[Records of labeled points]
§

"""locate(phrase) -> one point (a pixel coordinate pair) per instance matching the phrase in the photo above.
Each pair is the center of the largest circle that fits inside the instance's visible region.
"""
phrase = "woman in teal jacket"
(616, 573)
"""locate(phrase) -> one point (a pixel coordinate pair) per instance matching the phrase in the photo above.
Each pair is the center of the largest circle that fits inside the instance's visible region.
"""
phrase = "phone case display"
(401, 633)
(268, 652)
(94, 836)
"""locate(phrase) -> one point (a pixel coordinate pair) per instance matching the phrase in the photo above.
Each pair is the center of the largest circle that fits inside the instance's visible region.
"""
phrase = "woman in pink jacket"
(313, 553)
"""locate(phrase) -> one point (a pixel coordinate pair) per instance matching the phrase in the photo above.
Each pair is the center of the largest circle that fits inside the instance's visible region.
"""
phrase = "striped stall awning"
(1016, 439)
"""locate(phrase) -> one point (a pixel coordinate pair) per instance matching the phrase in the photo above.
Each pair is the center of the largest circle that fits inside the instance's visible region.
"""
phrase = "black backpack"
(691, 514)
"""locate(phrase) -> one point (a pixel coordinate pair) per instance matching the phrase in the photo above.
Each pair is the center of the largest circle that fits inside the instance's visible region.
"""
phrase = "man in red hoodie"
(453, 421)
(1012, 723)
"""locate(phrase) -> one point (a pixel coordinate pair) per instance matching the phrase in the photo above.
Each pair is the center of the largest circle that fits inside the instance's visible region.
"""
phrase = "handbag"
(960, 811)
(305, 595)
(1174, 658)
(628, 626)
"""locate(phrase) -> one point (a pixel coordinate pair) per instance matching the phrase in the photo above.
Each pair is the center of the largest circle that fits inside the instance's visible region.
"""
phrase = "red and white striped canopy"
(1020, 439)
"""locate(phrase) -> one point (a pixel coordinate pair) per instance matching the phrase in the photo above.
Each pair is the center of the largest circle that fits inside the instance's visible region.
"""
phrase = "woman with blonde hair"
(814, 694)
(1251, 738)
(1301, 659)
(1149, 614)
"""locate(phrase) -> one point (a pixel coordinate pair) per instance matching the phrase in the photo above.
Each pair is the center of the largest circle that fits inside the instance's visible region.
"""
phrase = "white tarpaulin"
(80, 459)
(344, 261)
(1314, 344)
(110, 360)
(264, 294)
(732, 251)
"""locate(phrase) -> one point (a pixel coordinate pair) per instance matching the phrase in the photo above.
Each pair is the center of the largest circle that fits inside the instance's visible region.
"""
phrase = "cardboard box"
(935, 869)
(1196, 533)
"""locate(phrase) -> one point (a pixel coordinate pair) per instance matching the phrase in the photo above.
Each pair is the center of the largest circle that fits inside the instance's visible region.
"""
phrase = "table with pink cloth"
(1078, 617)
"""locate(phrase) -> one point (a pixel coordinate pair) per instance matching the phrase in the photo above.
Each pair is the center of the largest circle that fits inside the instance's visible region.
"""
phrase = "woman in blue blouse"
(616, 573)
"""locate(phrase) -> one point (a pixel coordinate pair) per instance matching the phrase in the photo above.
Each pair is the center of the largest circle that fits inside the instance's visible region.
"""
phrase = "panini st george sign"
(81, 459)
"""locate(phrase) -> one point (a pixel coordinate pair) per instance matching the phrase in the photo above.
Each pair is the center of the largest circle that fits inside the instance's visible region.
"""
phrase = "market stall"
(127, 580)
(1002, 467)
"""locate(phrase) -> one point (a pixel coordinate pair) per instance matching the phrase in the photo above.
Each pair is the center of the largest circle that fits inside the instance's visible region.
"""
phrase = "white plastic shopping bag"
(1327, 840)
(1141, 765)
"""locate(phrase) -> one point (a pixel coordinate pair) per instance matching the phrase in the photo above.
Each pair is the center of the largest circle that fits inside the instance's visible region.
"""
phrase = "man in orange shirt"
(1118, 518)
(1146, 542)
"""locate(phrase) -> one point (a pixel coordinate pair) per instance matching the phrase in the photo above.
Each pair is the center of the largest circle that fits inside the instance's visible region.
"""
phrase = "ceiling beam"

§

**INSTRUCTIONS TO FOLLOW:** Extract each line of the records above that contains the word "pink", and copy those lines in their original order.

**CORRECT ANSWER:**
phrase = "woman in pink jacket"
phrase = "table with pink cloth"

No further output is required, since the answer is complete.